- **DATA PROVIDED**:
◆ ◆ ◆ ◆

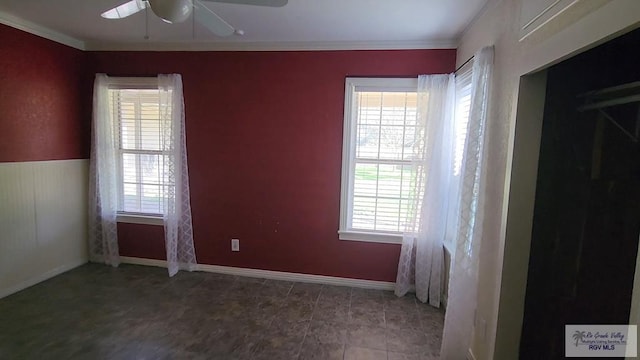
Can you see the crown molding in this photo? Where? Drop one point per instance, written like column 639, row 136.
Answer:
column 272, row 46
column 35, row 29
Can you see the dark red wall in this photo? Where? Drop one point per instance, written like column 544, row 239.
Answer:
column 264, row 143
column 41, row 100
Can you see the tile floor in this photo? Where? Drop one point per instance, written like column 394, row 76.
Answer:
column 137, row 312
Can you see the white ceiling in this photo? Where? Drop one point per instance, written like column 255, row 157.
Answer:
column 303, row 24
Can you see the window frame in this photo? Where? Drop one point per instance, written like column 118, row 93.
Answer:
column 352, row 86
column 130, row 83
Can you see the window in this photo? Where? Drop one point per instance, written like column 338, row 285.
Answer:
column 463, row 106
column 140, row 141
column 379, row 133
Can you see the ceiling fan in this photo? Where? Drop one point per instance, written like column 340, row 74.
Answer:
column 176, row 11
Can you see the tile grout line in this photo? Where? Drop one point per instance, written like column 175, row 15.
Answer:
column 310, row 320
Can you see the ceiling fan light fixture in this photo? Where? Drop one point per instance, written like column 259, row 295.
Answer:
column 124, row 10
column 172, row 11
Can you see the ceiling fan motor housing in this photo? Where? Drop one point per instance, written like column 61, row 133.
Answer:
column 172, row 11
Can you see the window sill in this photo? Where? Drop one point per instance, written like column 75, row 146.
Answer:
column 140, row 219
column 370, row 237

◆ ◆ ◆ ◆

- **AIM OF THE EXERCISE**: The required output is the span of lines from the one containing "Can you see the tile grout" to the last line, reproduced character for character.

- **TASK RESULT**:
Can you see the tile grout line in this photo? Where? Drop one point per instance, written like column 175, row 15.
Answer:
column 310, row 320
Can you see the ceiling fan light fixture in this photo? Where? Drop one point per instance, written like column 259, row 295.
Answer:
column 124, row 10
column 172, row 11
Can you see the ceiling fan motor housing in this photo? Where? Drop one point per instance, written like column 61, row 133.
Answer:
column 172, row 11
Can you see the window sill in this photo? Where? Drop one point per instance, written like column 75, row 146.
Answer:
column 140, row 219
column 370, row 237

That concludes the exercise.